Task directions:
Copy the passage of the Klebsiella grant abstract from "## Abstract" to "are spreading globally.", word for word.

# Protective immunity elicited by distinct polysaccharide antigens of classical and hypervirulent Klebsiella

> **NIH NIH R01** · WASHINGTON UNIVERSITY · 2024 · $700,557

## Abstract

PROJECT SUMMARY
This project will enhance our understanding of the humoral immune response to Klebsiella pneumoniae (Kp) and
its polysaccharide antigens with the long-term goal of guiding and optimizing broad vaccine development. Kp
infections, including pneumonia, urinary tract infection, and bacteremia, are sharply on the rise among
hospitalized patients; CDC has declared infections with Kp and other carbapenem-resistant Enterobacteriales
(CRE) demand a threat level of urgent. Beyond classical Kp typically seen in the US, emerging hypervirulent Kp
strains, capable of causing liver abscess, bacteremia, and meningitis in healthy hosts, are spreading globally.
This work builds on the PI's background in bacteriology, Gram-negative bacterial pathogenesis, and modeling
of host adaptive immune responses, to investigate antibodies targeting Kp's polysaccharide capsule (K-type)

(Dataset entries)
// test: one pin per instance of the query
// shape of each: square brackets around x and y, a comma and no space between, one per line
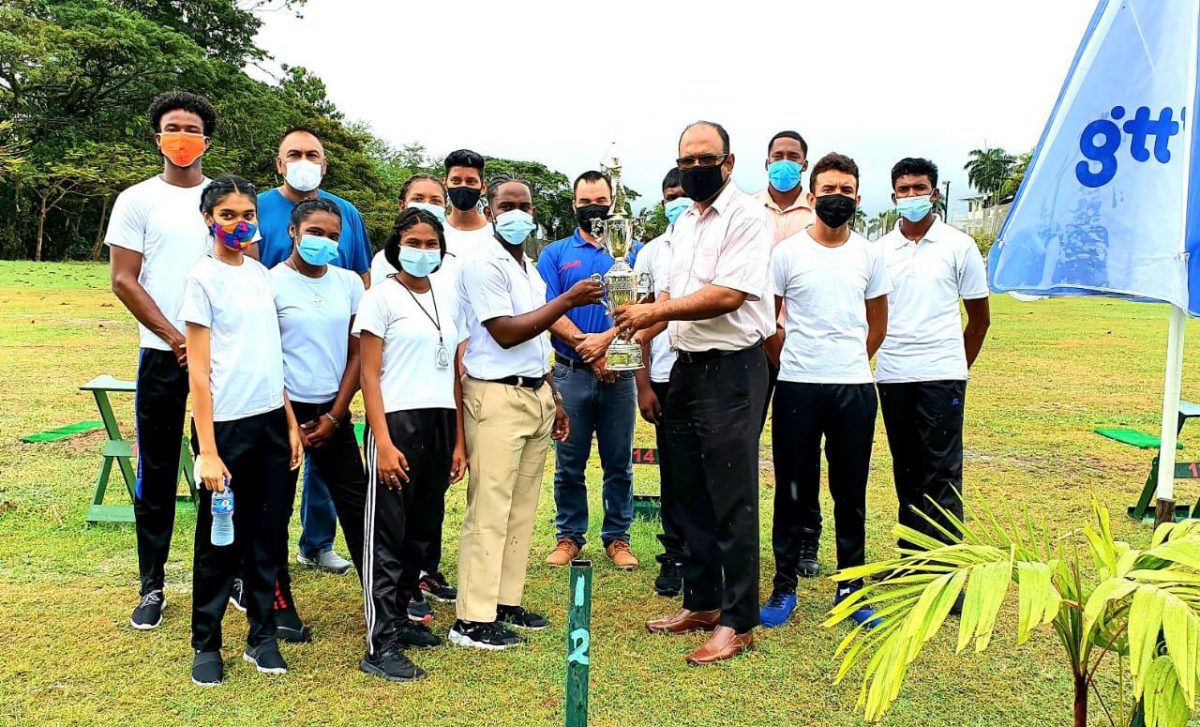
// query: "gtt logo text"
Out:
[1102,138]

Answer section:
## Abstract

PROJECT SUMMARY
This project will enhance our understanding of the humoral immune response to Klebsiella pneumoniae (Kp) and
its polysaccharide antigens with the long-term goal of guiding and optimizing broad vaccine development. Kp
infections, including pneumonia, urinary tract infection, and bacteremia, are sharply on the rise among
hospitalized patients; CDC has declared infections with Kp and other carbapenem-resistant Enterobacteriales
(CRE) demand a threat level of urgent. Beyond classical Kp typically seen in the US, emerging hypervirulent Kp
strains, capable of causing liver abscess, bacteremia, and meningitis in healthy hosts, are spreading globally.